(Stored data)
──────────

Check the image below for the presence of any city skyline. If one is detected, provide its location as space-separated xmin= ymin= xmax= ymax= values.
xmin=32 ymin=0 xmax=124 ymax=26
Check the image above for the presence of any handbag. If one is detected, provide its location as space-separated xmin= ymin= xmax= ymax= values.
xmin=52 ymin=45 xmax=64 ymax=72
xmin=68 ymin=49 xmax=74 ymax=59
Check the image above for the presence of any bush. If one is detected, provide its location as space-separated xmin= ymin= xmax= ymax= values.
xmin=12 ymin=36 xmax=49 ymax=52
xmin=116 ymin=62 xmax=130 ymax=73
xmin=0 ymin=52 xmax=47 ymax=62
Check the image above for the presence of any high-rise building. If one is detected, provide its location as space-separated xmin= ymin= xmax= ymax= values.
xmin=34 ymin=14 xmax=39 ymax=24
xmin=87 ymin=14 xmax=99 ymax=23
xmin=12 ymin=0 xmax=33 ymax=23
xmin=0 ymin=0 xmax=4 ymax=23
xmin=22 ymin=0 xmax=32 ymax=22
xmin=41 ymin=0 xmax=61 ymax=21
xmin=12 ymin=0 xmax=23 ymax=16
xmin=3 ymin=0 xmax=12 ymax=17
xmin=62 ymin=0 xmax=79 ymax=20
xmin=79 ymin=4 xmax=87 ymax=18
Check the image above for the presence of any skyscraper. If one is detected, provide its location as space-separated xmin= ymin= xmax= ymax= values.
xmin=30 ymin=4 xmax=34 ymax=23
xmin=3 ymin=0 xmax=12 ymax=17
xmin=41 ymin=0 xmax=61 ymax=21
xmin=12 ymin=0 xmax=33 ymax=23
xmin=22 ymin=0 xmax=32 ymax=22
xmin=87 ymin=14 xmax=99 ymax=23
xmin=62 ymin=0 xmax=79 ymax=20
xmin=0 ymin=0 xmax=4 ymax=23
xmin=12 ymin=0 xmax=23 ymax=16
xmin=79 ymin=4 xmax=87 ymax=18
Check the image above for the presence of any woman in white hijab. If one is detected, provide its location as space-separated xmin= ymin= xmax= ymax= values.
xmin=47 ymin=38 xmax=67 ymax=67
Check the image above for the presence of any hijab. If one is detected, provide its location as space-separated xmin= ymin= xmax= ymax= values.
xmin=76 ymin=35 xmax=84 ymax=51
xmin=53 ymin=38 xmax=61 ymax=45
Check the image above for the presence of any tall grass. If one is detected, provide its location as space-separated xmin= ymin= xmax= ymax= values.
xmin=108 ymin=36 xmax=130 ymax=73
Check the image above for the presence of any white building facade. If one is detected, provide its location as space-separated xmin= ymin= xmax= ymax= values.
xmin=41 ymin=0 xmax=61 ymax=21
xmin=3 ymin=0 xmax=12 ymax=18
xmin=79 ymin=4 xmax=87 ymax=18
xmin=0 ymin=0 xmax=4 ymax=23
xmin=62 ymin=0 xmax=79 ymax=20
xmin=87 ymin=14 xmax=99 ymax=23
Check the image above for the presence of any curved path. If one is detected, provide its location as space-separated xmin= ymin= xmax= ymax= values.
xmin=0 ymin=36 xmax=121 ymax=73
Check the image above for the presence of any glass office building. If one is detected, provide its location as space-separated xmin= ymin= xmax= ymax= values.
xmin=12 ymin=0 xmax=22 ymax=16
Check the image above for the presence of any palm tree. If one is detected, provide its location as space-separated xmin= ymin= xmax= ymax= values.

──────────

Problem details: Extract the whole listing, character for character.

Exercise answer:
Check the image below for the presence of any city skyline. If one is detected, provide its location as space-separated xmin= ymin= xmax= ymax= values.
xmin=32 ymin=0 xmax=124 ymax=26
Check the image above for the presence of any handbag. If one is detected, provide its location as space-separated xmin= ymin= xmax= ymax= values.
xmin=52 ymin=45 xmax=64 ymax=72
xmin=68 ymin=49 xmax=74 ymax=59
Check the image above for the presence of any bush. If one is detected, provide its location as space-separated xmin= ymin= xmax= ymax= values.
xmin=12 ymin=36 xmax=49 ymax=52
xmin=116 ymin=62 xmax=130 ymax=73
xmin=0 ymin=52 xmax=47 ymax=62
Check the image above for the presence of any high-rise building. If one is detected, provide its location as space-separated xmin= ymin= xmax= ymax= values.
xmin=34 ymin=14 xmax=39 ymax=24
xmin=87 ymin=14 xmax=99 ymax=23
xmin=12 ymin=0 xmax=33 ymax=23
xmin=0 ymin=0 xmax=4 ymax=23
xmin=22 ymin=0 xmax=32 ymax=22
xmin=41 ymin=0 xmax=61 ymax=21
xmin=12 ymin=0 xmax=23 ymax=16
xmin=3 ymin=0 xmax=12 ymax=17
xmin=62 ymin=0 xmax=79 ymax=20
xmin=79 ymin=4 xmax=87 ymax=18
Check the image above for the presence of any skyscraper. If one is detected, provide its location as space-separated xmin= ymin= xmax= ymax= values.
xmin=30 ymin=4 xmax=34 ymax=23
xmin=3 ymin=0 xmax=12 ymax=17
xmin=41 ymin=0 xmax=61 ymax=21
xmin=12 ymin=0 xmax=33 ymax=23
xmin=22 ymin=0 xmax=32 ymax=22
xmin=87 ymin=14 xmax=99 ymax=23
xmin=62 ymin=0 xmax=79 ymax=20
xmin=0 ymin=0 xmax=4 ymax=23
xmin=12 ymin=0 xmax=23 ymax=16
xmin=79 ymin=4 xmax=87 ymax=18
Check the image above for the presence of any woman in white hijab. If one is detected, provide its location as space-separated xmin= ymin= xmax= ymax= values.
xmin=47 ymin=38 xmax=67 ymax=67
Check the image above for the presence of any hijab. If one is detected, provide its location as space-separated xmin= ymin= xmax= ymax= values.
xmin=76 ymin=35 xmax=84 ymax=51
xmin=53 ymin=38 xmax=61 ymax=45
Check the image above for the presence of any tall grass. If one is detected, provide its location as space-separated xmin= ymin= xmax= ymax= values.
xmin=108 ymin=36 xmax=130 ymax=73
Check the image above for the presence of any white building facade. If one is detected, provide its location as space-separated xmin= ymin= xmax= ymax= values.
xmin=41 ymin=0 xmax=61 ymax=21
xmin=3 ymin=0 xmax=12 ymax=18
xmin=79 ymin=4 xmax=87 ymax=18
xmin=0 ymin=0 xmax=4 ymax=23
xmin=62 ymin=0 xmax=79 ymax=20
xmin=87 ymin=14 xmax=99 ymax=23
Check the image above for the presence of any curved path. If one is detected, provide its location as space-separated xmin= ymin= xmax= ymax= values.
xmin=0 ymin=36 xmax=121 ymax=73
Check the image above for the presence of any glass office building. If one is detected, provide its location as space-separated xmin= ymin= xmax= ymax= values.
xmin=12 ymin=0 xmax=22 ymax=16
Check the image above for the presence of any palm tree. If one is detected, provide its location as space-separated xmin= ymin= xmax= ymax= values.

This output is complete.